Nouriel Roubini : « Une croissance anémique et pathétique dans la zone euro »
Dans un entretien avec Tom Keene, pour Bloomberg, l’économiste Nouriel Roubini revient sur les tensions dormantes mais bien réelles qui pourraient à nouveau affecter les marchés actions et obligations.
Nos élites sont-elles en train de se tromper ?
Il y a une certaine reprise économique au niveau mondial, mais les données sont assez contradictoires. Les indices PMI suggèrent une accélération de la croissance aux Etats-Unis. Les données macroéconomiques sur la croissance, l’emploi ou la demande sont bien plus légères. Et les PMIs vont aller dans le sens des données macroéconomiques, plutôt que l’inverse.
Les baisses de salaire font débat en Grèce. Ce peuple est en train de faire des sacrifices hors du commun. Pouvez-vous nous donner votre impression sur la distance apparente entre cette élite en costume-cravate ou en tailleur Chanel, et le reste de la société en Europe ou en Asie qui, elle, souffre ?
J’ai récemment écrit un article comparant « Wall Street » à « Main Street ». Je laissais entendre que la croissance économique dans les pays les plus avancés, notamment en Europe, demeurait très anémique. Et, dans les pays à la périphérie de la zone euro, cinq des sept économies en crise sont encore en récession. Alors que la zone euro retrouve de la croissance, il y a encore une récession en Grèce, et l’Espagne est plutôt proche de la dépression. Le taux de chômage y est de 25%, et atteint même 50% chez les jeunes. Même si la croissance sera positive dans la zone euro l’an prochain, je pense qu’elle atteindra à peine 1%. Cela sera une croissance si anémique et si pathétique qu’elle ne permettra pas de réduire ces taux de chômage. En même temps, grâce aux liquidités injectées sur les marchés, grâce aux plans d’assouplissement quantitatif, grâce aux politiques monétaires expansives de la Réserve Fédérale, de la Banque du Japon, de la Banque d’Angleterre ou de la Banque Centrale Européenne, les prix des actifs peuvent continuer d’augmenter. Ils pourront encore s’envoler pendant un bon moment grâce aux politiques de reflation ou grâce aux liquidités injectées, mais la faiblesse de la croissance économique aura tôt ou tard un impact.

* Énoncé de la tâche:
Répondez à ces trois questions sur l'extrait consacré à Nouriel Roubini :
(a) Pour quel média Tom Keene mène-t-il l'entretien ?
(b) Combien des sept économies en crise de la périphérie de la zone euro sont encore en récession ?
(c) Quel niveau de croissance l'économiste prévoit-il pour la zone euro l'an prochain ?
Les lignes forment un matériau distinct de l'extrait.

* Données fournies:
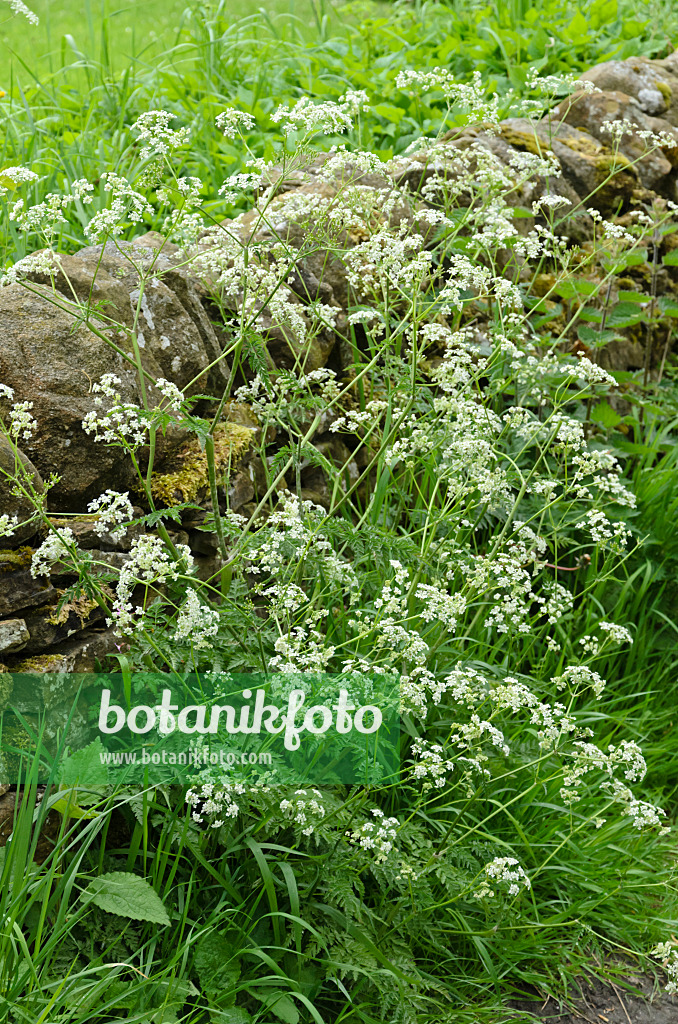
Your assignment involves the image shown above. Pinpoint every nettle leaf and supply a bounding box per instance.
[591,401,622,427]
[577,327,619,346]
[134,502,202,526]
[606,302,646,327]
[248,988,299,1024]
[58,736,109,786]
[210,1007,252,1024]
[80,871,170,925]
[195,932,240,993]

* * *

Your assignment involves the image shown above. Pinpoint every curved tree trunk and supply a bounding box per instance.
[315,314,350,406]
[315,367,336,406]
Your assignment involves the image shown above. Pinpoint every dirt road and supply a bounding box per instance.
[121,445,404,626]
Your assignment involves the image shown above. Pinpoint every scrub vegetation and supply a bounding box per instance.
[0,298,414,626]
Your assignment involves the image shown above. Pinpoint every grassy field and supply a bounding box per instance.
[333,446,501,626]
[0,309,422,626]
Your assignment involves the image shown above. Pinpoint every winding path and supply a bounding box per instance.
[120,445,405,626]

...

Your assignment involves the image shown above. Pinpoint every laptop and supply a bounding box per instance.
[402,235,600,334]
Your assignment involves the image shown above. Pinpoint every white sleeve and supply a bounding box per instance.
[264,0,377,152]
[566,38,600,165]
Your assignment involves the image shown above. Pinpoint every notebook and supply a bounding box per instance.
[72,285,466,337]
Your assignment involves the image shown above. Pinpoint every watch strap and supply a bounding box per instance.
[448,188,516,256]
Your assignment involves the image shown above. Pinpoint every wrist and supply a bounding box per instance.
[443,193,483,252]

* Réponse attendue:
(a) Bloomberg.
(b) Cinq.
(c) À peine 1 %.